[REQUIREMENT] Update the material below by replacing every occurrence of "planner module" with "navigation module", and leave everything else unchanged.

[DATASET CONTENT]
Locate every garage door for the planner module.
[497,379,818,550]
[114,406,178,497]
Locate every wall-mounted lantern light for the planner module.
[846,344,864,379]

[RESULT OF THIS EXERCISE]
Locate every garage door for the navigation module.
[497,379,818,550]
[114,406,178,497]
Locate every wall-mounted lantern light for the navigation module.
[846,344,864,379]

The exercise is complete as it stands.